* start *
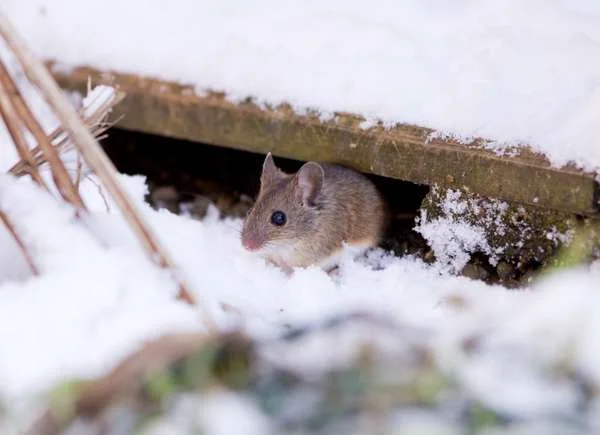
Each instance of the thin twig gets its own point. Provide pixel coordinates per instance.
(14, 127)
(96, 122)
(59, 172)
(11, 229)
(91, 151)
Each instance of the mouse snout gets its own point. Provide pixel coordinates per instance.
(251, 241)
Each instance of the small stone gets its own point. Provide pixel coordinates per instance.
(475, 271)
(165, 197)
(504, 270)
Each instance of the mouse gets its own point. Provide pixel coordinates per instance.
(313, 216)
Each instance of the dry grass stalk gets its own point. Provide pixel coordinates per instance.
(59, 172)
(91, 151)
(96, 122)
(11, 229)
(14, 127)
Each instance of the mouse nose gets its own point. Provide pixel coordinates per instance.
(250, 242)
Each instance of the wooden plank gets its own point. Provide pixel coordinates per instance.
(402, 152)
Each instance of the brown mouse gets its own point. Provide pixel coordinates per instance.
(306, 218)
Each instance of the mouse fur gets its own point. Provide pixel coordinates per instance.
(326, 207)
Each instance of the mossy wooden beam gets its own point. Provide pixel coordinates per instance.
(403, 152)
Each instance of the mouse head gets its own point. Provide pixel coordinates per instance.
(286, 209)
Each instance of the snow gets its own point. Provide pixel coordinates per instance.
(513, 71)
(98, 297)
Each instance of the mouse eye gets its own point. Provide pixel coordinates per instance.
(278, 218)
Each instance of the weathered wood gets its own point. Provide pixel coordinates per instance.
(403, 152)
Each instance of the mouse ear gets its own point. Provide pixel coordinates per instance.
(270, 172)
(309, 180)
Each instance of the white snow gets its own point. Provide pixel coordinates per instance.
(98, 297)
(513, 71)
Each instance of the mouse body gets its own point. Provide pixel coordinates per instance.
(309, 217)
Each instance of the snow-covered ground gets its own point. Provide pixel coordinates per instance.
(518, 71)
(512, 71)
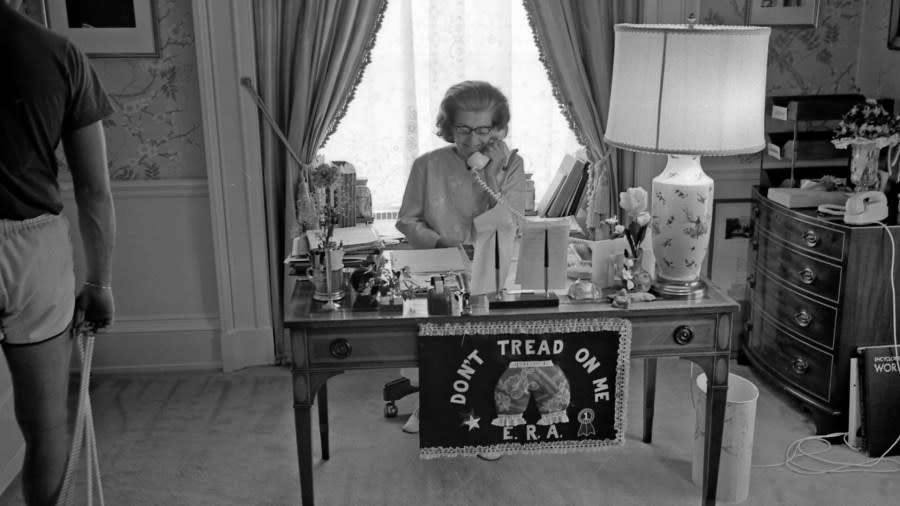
* end *
SET EXERCISE:
Tally how many lines of the data above include the string "wooden", treating uppercase and lowercase as different. Reply with the number alone.

ANSWER IN FULL:
2